[Exercise description] In the piece below about the boy on the hill, what brand of sneakers does the boy wear?
***** Provided passage
About the Boy Directly After

May 18, 2018

*sitting on the same damn hill, overlooking shitty YMCA*

 

I feel him before I see him. Either his Vans sneakers are quiet in the soft spring dirt or my mind’s too noisy to hear his footsteps approach, but suddenly I can sense him behind me.

“Hey, you okay?” he says softly. “You’ve been up here a while.”

I nod in the affirmative but my throat is clogged and I’m waterlogged.

“You’re crying.”

I laugh a little and turn my head to look back at him, as if to say, “You think?”

“Oh, man,” he says, looking at my face, and then gestures to the ground. “Sit?”

I nod.

He plops on the ground, sitting closer to me than the boy in the wrecked jeans. He’s loose-limbed in an effortless, lazy way and he threads his leg through mine, almost hooking me in place.

He holds out his hand. It takes me a minute to figure out that it’s a question.

I shake my head and turn my palms up, showing him hands covered in tears and snot and spring dirt and every kind of grossness.

We look at them and both kind of laugh.

“Those are some nasty hands, girl.”

He takes the worst of the hands anyway, and shoots me a sideways grin. “Didn’t figure you for a dirty girl.”

I crack up, but it’s snotcrylaugh and I try to hide my face in my shoulder. He’s always been able to make me lighter somehow.

He also has always been able to cut straight through my bullshit.
**********
***** Recorded information
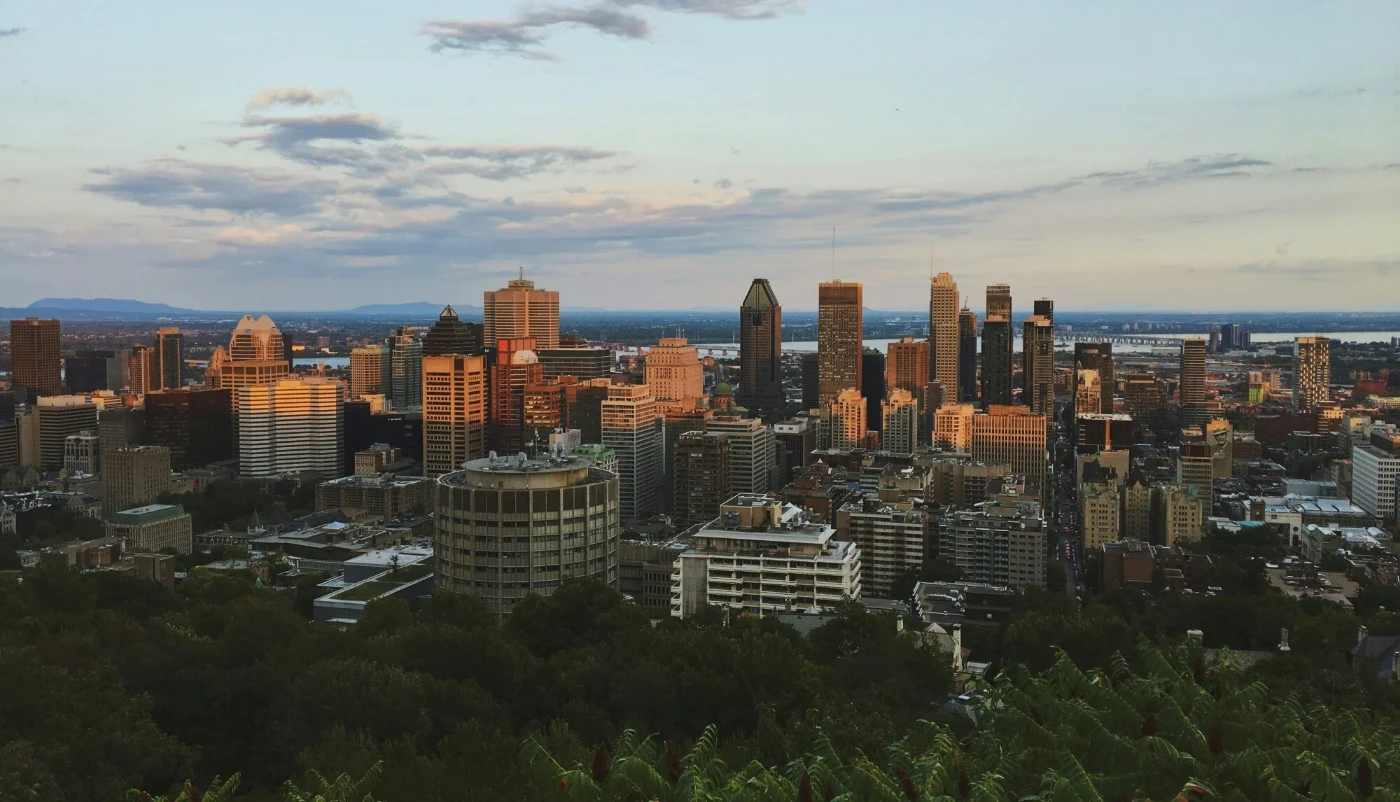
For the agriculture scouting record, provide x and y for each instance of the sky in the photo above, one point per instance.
**********
[Solution to this task] Vans